• _PROBLEM TO SOLVE_
Retype all the records with nothing changed.

------ INFORMATION

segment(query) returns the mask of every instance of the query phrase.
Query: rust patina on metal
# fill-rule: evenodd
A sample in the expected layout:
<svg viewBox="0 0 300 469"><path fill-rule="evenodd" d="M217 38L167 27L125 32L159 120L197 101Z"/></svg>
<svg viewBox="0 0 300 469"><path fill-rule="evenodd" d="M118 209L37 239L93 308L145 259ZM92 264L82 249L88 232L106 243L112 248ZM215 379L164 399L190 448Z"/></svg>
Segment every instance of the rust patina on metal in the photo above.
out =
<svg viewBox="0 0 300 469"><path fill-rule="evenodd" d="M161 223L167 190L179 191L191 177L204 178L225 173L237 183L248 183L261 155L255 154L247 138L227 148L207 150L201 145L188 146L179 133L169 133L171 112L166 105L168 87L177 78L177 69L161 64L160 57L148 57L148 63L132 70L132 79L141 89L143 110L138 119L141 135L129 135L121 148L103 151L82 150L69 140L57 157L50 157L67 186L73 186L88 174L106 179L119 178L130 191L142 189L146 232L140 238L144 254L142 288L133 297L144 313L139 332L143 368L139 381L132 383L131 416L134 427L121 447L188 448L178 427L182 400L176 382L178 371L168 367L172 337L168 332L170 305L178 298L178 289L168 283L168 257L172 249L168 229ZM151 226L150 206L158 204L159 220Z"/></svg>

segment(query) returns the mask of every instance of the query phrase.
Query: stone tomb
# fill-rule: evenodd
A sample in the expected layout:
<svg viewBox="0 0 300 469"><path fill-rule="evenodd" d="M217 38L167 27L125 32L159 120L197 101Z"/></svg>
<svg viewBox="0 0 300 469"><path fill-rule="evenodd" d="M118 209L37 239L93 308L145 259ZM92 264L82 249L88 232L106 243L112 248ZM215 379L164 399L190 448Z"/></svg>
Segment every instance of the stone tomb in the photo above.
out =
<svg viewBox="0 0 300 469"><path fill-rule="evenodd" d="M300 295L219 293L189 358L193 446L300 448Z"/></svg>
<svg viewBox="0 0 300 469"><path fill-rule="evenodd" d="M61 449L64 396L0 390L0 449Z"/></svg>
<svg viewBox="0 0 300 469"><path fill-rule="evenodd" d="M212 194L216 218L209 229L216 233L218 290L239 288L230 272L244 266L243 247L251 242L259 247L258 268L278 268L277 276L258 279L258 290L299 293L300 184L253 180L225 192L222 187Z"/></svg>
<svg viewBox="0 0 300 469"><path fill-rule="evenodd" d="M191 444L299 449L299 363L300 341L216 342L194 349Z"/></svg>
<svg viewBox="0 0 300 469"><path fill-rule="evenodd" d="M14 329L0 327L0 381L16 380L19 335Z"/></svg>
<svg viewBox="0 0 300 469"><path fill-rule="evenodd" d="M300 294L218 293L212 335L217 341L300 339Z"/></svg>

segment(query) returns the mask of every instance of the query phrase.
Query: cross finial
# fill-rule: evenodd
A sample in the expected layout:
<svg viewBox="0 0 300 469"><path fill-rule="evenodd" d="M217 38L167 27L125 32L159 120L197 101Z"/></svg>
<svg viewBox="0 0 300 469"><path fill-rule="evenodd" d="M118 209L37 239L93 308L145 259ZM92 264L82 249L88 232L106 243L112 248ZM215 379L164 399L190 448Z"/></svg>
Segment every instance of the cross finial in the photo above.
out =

------------

• _TASK RESPONSE_
segment(query) returns the mask of every instance of the query phrase.
Query: rust patina on metal
# fill-rule: evenodd
A sample in the expected layout:
<svg viewBox="0 0 300 469"><path fill-rule="evenodd" d="M217 38L167 27L125 32L159 120L197 101Z"/></svg>
<svg viewBox="0 0 300 469"><path fill-rule="evenodd" d="M118 209L37 239L93 308L145 259ZM92 264L82 249L88 232L106 243L112 248ZM215 379L164 399L190 448Z"/></svg>
Segment every instance of the rust patina on metal in the photo above.
out =
<svg viewBox="0 0 300 469"><path fill-rule="evenodd" d="M161 223L167 190L179 191L191 177L204 178L225 173L237 183L248 183L261 155L255 154L247 138L227 148L207 150L201 145L188 146L179 133L169 133L171 112L166 105L168 87L177 78L177 69L161 64L160 57L148 57L148 63L132 70L132 79L141 89L143 110L138 119L141 135L129 135L121 148L103 151L82 150L69 140L57 157L50 157L67 186L73 186L88 174L106 179L119 178L130 191L142 189L146 232L140 238L144 254L142 288L133 297L144 313L139 332L143 368L139 381L132 383L131 416L134 427L121 447L188 448L178 427L182 400L176 382L178 371L168 367L172 337L168 332L170 305L178 298L178 289L168 283L168 257L172 249L168 229ZM151 226L150 206L158 204L159 220Z"/></svg>

segment(query) returns the mask of every instance of the query phrase.
Query: stone tomb
# fill-rule: evenodd
A sample in the expected layout:
<svg viewBox="0 0 300 469"><path fill-rule="evenodd" d="M217 38L167 27L125 32L159 120L197 101Z"/></svg>
<svg viewBox="0 0 300 469"><path fill-rule="evenodd" d="M118 209L37 239L93 308L145 259ZM92 264L82 249L88 232L106 243L112 248ZM215 379L164 399L190 448Z"/></svg>
Segment every instance of the stone tomb in the photo above.
out =
<svg viewBox="0 0 300 469"><path fill-rule="evenodd" d="M300 295L219 293L189 358L193 446L300 448Z"/></svg>
<svg viewBox="0 0 300 469"><path fill-rule="evenodd" d="M61 449L64 396L0 390L0 449Z"/></svg>
<svg viewBox="0 0 300 469"><path fill-rule="evenodd" d="M212 194L216 218L209 229L216 233L218 290L239 288L230 272L244 266L243 247L251 242L259 247L258 268L278 268L277 276L258 279L258 290L299 293L300 184L253 180L225 192L222 187Z"/></svg>
<svg viewBox="0 0 300 469"><path fill-rule="evenodd" d="M191 444L299 449L299 363L300 341L216 342L194 349Z"/></svg>
<svg viewBox="0 0 300 469"><path fill-rule="evenodd" d="M14 329L0 327L0 381L16 380L19 335Z"/></svg>
<svg viewBox="0 0 300 469"><path fill-rule="evenodd" d="M300 294L218 293L212 335L217 341L300 339Z"/></svg>

segment(query) returns the mask of every instance of the query phrase.
Query: cross finial
# fill-rule: evenodd
A sample in the expected layout:
<svg viewBox="0 0 300 469"><path fill-rule="evenodd" d="M217 38L167 27L125 32L159 120L197 101Z"/></svg>
<svg viewBox="0 0 300 469"><path fill-rule="evenodd" d="M118 209L37 239L93 308L145 259ZM92 264L82 249L88 232L106 243L112 248ZM215 379L164 399L190 448Z"/></svg>
Segment every instance of the cross finial in the photo above.
out =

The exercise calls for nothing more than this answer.